* 作業内容 *
- A) 抜粋のうち、「Nature Medicine 28, 2」を含む語句から始めて「生理学との関連を示している。」の後で止まる部分を、一字も変えずに抜き出してください。
- B) 抜粋の内容を2文で要約してください。
- C) 抜粋によると、研究のために集められた中年ヨーロッパ人は何人ですか。

* 抜粋 *
--------------------------------

Nature Medicine 28, 2 doi: 10.1038/s41591-022-01688-4

非感染性疾患(NCD、感染性ではない疾患の総称)を調べる従来のマイクロバイオーム解析やメタボローム解析は、研究結果の主要な交絡因子(共通の状態、発病前の状態、共存症、あるいは多剤服用など)には十分な注意を払ってこなかった。今回我々は、虚血性心疾患(IHD)について、IHDの病因が長引きやすいことを考えると他の方法では実行困難と思われる経時的研究を忠実に映し出すような研究デザイン、すなわち疾患発症、治療のエスカレーション、治療への応答を、長い時間をかけて概括する研究デザインを使用した。我々は、健常者、代謝異常による病的状態(肥満や2型糖尿病)だがIHDだとはっきり診断されていない患者、および3つの異なる臨床段階のIHD患者(急性冠症候群、慢性IHD、心不全を伴うIHD)を含む1241人の中年ヨーロッパ人を集め、参加者のフェノーム、腸のメタゲノム、血清と尿のメタボロームの特徴を詳しく調べた。服薬とライフスタイルの影響を調整した後に、IHD患者と健常者を区別するマイクロバイオームおよびメタボロームの特徴の約75%が、代謝異常を示す参加者で見られることが分かった。これは腸のマイクロバイオームとメタボロームの主な変化が、IHDの臨床的発症のかなり以前から始まる可能性を示唆している。我々はさらに、マイクロバイオームおよびメタボロームのシグネチャーを、前駆期の代謝異常に関連するもの、一般的なIHDあるいはIHDの3つのサブタイプに特異的なもの、もしくはIHDのエスカレーションあるいはデ・エスカレーションに関連するものに分類した。特定のIHDマイクロバイオームおよびメタボロームの特徴に基づく判別分析は、IHD患者と健常者あるいは代謝的にマッチする参加者を、従来のリスクマーカーと比べてよりよく区別できる可能性があり、これらの特徴の病態生理学との関連を示している。

--------------------------------

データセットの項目
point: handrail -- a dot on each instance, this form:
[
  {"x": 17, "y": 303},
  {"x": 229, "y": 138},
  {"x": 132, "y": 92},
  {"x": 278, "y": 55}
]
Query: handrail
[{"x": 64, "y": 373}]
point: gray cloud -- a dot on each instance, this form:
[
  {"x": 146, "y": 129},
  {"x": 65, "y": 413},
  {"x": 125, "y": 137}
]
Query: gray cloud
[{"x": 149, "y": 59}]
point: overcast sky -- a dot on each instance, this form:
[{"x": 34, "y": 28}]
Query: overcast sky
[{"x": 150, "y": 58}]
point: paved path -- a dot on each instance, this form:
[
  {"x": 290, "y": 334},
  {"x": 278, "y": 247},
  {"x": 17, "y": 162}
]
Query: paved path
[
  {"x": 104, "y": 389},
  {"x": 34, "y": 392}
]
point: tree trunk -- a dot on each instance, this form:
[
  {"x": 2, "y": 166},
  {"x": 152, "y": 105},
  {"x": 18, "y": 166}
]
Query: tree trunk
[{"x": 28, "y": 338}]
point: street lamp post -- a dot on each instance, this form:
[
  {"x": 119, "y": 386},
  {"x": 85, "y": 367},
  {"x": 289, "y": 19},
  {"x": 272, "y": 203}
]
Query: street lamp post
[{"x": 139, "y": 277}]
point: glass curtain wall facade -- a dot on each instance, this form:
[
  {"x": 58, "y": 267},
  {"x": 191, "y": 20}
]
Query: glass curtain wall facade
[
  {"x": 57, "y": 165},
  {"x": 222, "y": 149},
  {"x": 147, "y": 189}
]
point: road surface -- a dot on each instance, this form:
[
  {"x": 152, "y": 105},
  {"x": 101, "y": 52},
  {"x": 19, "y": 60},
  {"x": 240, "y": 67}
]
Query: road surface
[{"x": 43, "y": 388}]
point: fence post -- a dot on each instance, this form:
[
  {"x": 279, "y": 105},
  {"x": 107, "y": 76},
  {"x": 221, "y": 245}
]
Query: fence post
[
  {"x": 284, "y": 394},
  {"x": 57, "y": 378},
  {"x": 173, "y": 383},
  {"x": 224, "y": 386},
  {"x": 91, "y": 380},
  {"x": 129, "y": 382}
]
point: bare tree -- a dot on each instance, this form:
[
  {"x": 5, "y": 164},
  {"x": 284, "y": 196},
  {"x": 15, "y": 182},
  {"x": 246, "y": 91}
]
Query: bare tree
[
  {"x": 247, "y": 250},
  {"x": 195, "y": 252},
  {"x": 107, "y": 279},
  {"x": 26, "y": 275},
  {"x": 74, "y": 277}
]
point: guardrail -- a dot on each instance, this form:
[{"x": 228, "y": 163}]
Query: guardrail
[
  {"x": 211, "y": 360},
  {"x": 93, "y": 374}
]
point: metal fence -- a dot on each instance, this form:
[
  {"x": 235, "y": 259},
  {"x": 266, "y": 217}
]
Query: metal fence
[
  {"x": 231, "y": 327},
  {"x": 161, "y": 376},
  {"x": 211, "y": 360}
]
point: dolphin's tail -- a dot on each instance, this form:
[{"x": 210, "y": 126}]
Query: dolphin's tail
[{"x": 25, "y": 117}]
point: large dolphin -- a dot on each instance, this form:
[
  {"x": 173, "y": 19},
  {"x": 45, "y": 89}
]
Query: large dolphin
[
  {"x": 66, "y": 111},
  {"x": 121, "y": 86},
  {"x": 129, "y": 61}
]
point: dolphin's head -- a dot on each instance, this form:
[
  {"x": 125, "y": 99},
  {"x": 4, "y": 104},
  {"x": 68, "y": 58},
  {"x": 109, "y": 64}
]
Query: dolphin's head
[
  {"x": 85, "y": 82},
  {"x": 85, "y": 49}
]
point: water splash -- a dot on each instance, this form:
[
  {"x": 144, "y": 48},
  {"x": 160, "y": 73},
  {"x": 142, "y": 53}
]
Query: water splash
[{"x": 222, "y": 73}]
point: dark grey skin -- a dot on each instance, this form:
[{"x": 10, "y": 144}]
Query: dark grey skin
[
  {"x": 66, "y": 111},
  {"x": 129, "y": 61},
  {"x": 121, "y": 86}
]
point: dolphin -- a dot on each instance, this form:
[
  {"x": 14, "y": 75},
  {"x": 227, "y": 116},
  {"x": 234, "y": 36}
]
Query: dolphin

--------------------------------

* 作業ごとの出力 *
- A)
Nature Medicine 28, 2 doi: 10.1038/s41591-022-01688-4

非感染性疾患(NCD、感染性ではない疾患の総称)を調べる従来のマイクロバイオーム解析やメタボローム解析は、研究結果の主要な交絡因子(共通の状態、発病前の状態、共存症、あるいは多剤服用など)には十分な注意を払ってこなかった。今回我々は、虚血性心疾患(IHD)について、IHDの病因が長引きやすいことを考えると他の方法では実行困難と思われる経時的研究を忠実に映し出すような研究デザイン、すなわち疾患発症、治療のエスカレーション、治療への応答を、長い時間をかけて概括する研究デザインを使用した。我々は、健常者、代謝異常による病的状態(肥満や2型糖尿病)だがIHDだとはっきり診断されていない患者、および3つの異なる臨床段階のIHD患者(急性冠症候群、慢性IHD、心不全を伴うIHD)を含む1241人の中年ヨーロッパ人を集め、参加者のフェノーム、腸のメタゲノム、血清と尿のメタボロームの特徴を詳しく調べた。服薬とライフスタイルの影響を調整した後に、IHD患者と健常者を区別するマイクロバイオームおよびメタボロームの特徴の約75%が、代謝異常を示す参加者で見られることが分かった。これは腸のマイクロバイオームとメタボロームの主な変化が、IHDの臨床的発症のかなり以前から始まる可能性を示唆している。我々はさらに、マイクロバイオームおよびメタボロームのシグネチャーを、前駆期の代謝異常に関連するもの、一般的なIHDあるいはIHDの3つのサブタイプに特異的なもの、もしくはIHDのエスカレーションあるいはデ・エスカレーションに関連するものに分類した。特定のIHDマイクロバイオームおよびメタボロームの特徴に基づく判別分析は、IHD患者と健常者あるいは代謝的にマッチする参加者を、従来のリスクマーカーと比べてよりよく区別できる可能性があり、これらの特徴の病態生理学との関連を示している。

- B) 1241人の中年ヨーロッパ人(健常者、代謝異常のある参加者、3つの臨床段階のIHD患者)について、フェノーム、腸のメタゲノム、血清と尿のメタボロームの特徴が詳しく調べられた。服薬とライフスタイルの影響を調整した後、IHD患者と健常者を区別するマイクロバイオームおよびメタボロームの特徴の約75%が代謝異常を示す参加者で見られ、これらの主な変化がIHDの臨床的発症のかなり以前から始まる可能性が示唆された。

- C) 1241人です。